ASSIGNMENT: Taking the line that contains "Task: indicate the orange" as the starting point, give again exactly every line up to and including the last line of the records below.
BEGIN PROVIDED DATA
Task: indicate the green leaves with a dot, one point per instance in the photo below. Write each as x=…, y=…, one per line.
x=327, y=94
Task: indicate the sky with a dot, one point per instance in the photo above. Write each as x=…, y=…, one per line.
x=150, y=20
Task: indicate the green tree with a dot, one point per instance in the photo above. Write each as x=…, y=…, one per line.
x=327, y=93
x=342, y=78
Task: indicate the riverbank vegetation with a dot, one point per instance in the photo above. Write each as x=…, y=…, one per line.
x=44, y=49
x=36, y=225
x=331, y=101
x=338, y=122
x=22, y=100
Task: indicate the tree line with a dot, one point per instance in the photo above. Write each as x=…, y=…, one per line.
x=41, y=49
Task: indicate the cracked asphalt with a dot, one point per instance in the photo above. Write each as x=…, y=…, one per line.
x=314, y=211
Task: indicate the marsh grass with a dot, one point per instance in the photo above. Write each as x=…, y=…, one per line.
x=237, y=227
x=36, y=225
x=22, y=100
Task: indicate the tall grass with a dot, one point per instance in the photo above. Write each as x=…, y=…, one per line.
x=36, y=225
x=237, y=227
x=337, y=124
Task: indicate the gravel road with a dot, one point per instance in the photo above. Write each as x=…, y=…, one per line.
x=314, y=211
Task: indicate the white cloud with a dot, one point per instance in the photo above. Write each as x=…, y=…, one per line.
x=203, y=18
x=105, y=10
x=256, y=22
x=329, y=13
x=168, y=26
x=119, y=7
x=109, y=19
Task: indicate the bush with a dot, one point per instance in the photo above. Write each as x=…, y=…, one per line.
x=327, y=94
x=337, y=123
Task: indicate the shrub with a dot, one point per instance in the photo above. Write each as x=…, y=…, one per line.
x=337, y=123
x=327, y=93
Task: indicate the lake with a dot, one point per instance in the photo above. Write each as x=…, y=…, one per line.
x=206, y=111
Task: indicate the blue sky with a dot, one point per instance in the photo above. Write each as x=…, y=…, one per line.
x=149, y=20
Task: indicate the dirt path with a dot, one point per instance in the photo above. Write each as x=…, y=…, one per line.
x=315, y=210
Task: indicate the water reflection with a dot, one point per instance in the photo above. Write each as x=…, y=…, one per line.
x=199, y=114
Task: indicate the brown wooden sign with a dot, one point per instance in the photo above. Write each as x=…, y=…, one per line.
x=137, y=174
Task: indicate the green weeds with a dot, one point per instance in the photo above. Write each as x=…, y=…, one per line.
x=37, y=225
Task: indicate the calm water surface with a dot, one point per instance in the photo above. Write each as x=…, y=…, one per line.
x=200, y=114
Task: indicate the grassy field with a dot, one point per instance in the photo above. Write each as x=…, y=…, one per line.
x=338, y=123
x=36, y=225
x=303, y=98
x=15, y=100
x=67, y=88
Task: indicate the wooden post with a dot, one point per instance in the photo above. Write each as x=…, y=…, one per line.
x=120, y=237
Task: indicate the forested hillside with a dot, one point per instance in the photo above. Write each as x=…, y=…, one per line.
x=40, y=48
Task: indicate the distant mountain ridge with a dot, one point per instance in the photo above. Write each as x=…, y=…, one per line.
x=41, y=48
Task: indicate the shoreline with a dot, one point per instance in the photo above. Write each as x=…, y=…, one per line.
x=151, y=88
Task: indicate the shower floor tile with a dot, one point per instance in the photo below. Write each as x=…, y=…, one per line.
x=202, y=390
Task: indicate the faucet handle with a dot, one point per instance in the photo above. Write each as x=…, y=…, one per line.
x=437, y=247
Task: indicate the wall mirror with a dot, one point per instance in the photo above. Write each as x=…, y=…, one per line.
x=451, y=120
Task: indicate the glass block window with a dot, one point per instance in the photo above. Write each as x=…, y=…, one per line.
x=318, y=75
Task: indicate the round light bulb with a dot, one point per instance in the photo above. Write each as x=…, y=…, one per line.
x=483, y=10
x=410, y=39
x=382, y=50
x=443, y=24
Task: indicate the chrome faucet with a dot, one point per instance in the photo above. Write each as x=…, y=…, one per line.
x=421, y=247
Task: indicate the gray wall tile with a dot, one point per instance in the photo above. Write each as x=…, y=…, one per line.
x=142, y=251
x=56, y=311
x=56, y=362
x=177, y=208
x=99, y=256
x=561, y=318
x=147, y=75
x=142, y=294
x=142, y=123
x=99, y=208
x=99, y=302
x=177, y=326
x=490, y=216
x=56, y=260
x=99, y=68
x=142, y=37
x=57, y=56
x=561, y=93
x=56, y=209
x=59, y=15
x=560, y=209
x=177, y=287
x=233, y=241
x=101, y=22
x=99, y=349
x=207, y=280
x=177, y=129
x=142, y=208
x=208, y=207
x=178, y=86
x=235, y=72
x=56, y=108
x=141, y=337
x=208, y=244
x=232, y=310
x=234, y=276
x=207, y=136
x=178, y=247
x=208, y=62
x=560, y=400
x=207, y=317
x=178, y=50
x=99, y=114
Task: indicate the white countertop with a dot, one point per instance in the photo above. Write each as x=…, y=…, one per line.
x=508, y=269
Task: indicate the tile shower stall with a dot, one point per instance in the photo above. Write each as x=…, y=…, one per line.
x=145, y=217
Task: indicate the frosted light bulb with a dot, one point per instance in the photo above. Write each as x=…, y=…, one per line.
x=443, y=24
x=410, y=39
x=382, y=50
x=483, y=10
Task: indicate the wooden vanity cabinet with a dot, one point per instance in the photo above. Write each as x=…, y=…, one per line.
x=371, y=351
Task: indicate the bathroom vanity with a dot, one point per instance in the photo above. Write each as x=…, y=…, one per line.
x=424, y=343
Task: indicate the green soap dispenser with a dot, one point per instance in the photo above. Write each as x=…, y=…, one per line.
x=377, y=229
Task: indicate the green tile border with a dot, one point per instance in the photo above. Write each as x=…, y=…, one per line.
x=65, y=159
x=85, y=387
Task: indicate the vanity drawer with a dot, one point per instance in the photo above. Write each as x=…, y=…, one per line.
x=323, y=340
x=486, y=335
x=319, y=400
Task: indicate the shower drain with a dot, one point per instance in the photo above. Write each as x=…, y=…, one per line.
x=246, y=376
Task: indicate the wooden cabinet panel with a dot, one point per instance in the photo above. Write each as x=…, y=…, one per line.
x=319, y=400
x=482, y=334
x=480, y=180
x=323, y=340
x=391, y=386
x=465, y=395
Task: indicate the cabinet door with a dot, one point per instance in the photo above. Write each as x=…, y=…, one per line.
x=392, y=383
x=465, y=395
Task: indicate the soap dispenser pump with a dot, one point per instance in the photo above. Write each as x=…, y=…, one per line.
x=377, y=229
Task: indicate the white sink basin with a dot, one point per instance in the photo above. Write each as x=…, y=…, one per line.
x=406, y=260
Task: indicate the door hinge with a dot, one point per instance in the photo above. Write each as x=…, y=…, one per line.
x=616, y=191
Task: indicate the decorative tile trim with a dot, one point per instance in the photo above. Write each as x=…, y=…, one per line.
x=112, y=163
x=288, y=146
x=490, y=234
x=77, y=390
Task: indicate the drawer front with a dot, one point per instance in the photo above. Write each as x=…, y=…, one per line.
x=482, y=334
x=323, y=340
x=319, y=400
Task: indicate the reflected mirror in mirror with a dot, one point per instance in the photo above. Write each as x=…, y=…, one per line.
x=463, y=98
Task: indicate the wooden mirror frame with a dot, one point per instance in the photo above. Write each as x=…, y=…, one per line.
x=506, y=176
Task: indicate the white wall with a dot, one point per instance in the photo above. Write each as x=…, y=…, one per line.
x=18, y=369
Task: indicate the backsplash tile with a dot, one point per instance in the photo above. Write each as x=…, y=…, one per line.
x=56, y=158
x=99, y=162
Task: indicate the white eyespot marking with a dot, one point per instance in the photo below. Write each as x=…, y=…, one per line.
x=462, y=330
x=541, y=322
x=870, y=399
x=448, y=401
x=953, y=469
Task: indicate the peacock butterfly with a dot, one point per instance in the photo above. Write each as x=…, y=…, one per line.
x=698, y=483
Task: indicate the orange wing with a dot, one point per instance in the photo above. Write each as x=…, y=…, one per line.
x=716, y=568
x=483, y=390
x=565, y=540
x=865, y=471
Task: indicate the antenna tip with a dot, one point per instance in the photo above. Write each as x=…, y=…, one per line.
END PROVIDED DATA
WRITTEN ANSWER:
Task: indicate the orange wing with a dot, one point per instance in the photo above. Write each as x=…, y=…, one per line.
x=716, y=568
x=483, y=390
x=565, y=540
x=865, y=471
Task: indicate the antenna tip with a dot, one point per instance in the photo above. Write each as x=…, y=…, one per line.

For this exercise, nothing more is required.